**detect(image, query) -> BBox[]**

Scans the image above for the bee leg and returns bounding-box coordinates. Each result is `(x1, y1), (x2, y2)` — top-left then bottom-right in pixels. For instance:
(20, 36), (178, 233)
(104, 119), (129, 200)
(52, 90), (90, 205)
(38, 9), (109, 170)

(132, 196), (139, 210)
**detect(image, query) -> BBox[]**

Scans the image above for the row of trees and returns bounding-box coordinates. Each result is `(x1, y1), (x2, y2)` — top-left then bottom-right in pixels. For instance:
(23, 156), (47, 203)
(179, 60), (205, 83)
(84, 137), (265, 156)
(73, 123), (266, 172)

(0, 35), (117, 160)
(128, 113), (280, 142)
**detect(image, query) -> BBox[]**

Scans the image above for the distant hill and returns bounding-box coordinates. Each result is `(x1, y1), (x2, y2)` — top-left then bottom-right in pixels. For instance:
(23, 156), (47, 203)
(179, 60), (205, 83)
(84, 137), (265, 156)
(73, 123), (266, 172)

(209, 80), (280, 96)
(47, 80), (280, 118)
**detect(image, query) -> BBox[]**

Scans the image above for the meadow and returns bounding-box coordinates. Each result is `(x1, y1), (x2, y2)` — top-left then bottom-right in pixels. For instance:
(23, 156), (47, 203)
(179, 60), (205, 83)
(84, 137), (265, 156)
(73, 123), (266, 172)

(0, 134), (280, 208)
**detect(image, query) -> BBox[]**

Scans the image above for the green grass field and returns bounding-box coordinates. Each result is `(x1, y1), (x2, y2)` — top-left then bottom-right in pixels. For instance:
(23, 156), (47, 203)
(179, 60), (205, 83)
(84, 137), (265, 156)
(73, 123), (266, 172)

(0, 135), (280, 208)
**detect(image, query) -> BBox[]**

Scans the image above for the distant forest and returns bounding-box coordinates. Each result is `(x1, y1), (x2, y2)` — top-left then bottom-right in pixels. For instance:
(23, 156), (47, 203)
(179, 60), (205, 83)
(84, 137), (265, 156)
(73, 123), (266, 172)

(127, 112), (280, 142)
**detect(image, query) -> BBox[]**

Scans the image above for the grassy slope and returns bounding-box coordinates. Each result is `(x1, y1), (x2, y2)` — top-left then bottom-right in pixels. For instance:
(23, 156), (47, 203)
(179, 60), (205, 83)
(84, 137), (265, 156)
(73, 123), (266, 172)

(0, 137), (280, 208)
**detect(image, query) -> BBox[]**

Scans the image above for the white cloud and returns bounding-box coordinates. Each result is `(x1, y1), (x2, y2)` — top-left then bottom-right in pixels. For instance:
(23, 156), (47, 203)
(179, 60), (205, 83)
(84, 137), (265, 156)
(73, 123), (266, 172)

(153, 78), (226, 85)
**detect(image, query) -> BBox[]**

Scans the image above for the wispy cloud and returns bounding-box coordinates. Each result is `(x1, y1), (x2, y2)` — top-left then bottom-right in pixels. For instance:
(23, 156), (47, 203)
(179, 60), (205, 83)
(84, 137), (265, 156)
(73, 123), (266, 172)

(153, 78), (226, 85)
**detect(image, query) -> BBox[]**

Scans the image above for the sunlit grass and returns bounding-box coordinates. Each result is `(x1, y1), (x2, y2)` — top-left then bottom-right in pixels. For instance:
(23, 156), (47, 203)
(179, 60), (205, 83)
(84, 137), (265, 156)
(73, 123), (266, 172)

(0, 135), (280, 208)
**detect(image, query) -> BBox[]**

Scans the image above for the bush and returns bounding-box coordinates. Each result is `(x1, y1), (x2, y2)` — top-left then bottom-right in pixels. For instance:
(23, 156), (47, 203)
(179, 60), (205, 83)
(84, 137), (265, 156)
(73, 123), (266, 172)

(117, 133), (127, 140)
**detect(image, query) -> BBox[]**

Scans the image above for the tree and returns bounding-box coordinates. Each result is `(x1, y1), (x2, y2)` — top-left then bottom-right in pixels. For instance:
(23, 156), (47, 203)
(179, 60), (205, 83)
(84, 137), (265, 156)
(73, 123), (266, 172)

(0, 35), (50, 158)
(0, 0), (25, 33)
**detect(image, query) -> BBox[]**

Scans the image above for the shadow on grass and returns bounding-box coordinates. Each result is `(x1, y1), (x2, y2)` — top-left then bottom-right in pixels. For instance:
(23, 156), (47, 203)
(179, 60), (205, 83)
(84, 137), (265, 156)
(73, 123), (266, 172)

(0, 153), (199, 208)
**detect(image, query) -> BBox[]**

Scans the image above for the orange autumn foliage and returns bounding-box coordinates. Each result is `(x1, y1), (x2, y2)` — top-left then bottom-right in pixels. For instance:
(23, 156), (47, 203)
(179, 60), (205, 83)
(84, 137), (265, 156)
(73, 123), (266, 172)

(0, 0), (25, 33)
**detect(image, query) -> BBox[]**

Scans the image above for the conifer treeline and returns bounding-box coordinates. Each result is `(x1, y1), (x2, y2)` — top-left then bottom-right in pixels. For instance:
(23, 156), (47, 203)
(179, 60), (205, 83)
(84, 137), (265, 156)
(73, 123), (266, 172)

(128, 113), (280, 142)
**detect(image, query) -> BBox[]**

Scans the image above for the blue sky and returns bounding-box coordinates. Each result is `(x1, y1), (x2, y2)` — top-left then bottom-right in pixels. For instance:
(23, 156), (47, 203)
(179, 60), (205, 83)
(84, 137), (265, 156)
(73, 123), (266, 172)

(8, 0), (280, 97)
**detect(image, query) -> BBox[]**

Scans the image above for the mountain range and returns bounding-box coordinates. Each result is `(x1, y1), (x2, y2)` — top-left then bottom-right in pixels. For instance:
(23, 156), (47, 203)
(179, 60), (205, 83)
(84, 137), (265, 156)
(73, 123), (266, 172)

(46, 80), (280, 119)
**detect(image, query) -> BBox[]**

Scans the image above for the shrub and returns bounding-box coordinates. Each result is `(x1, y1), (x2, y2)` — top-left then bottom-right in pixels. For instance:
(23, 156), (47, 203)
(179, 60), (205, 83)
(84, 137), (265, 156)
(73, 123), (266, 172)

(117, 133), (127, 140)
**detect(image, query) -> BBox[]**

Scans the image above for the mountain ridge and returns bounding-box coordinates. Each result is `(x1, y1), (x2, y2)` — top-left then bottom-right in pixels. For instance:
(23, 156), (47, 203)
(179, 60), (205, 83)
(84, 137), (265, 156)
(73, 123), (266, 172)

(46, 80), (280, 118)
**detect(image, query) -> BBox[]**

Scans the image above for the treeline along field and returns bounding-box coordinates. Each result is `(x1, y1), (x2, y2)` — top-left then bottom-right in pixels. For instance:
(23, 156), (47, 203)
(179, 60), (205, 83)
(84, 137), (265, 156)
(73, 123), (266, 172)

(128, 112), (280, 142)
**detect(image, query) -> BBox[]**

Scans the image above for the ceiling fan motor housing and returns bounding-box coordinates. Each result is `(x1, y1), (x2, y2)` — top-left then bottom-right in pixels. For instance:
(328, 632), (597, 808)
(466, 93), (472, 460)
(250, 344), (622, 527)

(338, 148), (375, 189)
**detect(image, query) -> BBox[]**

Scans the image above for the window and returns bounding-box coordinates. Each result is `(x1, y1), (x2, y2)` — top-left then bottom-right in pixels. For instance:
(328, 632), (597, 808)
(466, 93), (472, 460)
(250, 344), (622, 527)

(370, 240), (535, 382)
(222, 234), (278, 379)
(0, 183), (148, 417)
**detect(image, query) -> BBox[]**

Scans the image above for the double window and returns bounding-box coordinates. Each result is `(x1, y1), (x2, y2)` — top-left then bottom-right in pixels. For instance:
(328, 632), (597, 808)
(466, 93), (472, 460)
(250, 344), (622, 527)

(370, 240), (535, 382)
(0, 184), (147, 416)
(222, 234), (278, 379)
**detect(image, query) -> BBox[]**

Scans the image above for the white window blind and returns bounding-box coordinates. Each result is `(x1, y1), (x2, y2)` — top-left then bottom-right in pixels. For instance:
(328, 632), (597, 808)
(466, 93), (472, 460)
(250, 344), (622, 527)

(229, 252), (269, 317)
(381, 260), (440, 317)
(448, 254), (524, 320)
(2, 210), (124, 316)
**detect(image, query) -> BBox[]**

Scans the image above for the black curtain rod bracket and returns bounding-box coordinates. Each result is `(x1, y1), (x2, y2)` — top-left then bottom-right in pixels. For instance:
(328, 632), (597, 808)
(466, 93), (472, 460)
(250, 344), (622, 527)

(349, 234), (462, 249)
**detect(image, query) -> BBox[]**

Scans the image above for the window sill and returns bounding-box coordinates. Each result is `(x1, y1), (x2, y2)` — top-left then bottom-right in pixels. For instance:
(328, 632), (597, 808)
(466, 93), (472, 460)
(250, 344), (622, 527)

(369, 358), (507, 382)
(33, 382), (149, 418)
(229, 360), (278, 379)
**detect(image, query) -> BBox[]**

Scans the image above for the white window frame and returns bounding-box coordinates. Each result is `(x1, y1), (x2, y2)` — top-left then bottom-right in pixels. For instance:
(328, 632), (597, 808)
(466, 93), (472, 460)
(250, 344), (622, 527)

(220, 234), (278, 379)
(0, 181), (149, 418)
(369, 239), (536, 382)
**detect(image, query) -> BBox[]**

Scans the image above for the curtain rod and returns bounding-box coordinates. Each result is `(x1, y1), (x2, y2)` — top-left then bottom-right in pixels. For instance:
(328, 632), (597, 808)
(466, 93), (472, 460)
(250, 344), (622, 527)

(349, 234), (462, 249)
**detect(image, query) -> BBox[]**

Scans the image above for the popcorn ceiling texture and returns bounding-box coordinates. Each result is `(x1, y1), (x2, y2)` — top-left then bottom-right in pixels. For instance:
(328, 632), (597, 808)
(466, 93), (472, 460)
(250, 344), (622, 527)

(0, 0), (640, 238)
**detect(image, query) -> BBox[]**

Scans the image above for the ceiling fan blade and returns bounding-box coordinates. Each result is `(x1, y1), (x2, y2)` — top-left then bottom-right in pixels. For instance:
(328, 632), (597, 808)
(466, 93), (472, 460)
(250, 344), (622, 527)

Exercise: Swap "Scans" for "Searches" in the items from the first line through the line containing "(0, 134), (280, 208)", and give those lines back with nothing else altered.

Answer below:
**detect(image, query) -> BBox[]**

Searches the image above for the bee leg and returns bounding-box coordinates. Each result is `(x1, y1), (x2, y2)` — top-left then bottom-right in pixels. For instance:
(20, 36), (178, 233)
(104, 119), (129, 200)
(52, 90), (90, 205)
(38, 9), (109, 170)

(132, 196), (139, 210)
**detect(image, query) -> BBox[]**

Searches the image above for the row of trees and returns bounding-box coordinates. Each result is `(x1, y1), (x2, y2)` — top-left then bottom-right in pixels. For instance:
(23, 156), (47, 203)
(179, 60), (205, 83)
(84, 137), (265, 156)
(73, 123), (266, 172)

(0, 35), (117, 160)
(128, 113), (280, 142)
**detect(image, query) -> BBox[]**

Searches the image above for the distant hill and returns bounding-box coordinates. Each result is `(x1, y1), (x2, y2)` — top-left then bottom-right in pixels. For instance:
(23, 156), (47, 203)
(179, 60), (205, 83)
(84, 137), (265, 156)
(73, 123), (266, 172)

(209, 80), (280, 96)
(47, 80), (280, 118)
**detect(image, query) -> BBox[]**

Searches the image above for the meadow and returns bounding-box coordinates. Each result is `(x1, y1), (x2, y2)` — top-left then bottom-right in pixels. For instance:
(23, 156), (47, 203)
(179, 60), (205, 83)
(84, 137), (265, 156)
(73, 123), (266, 172)

(0, 134), (280, 208)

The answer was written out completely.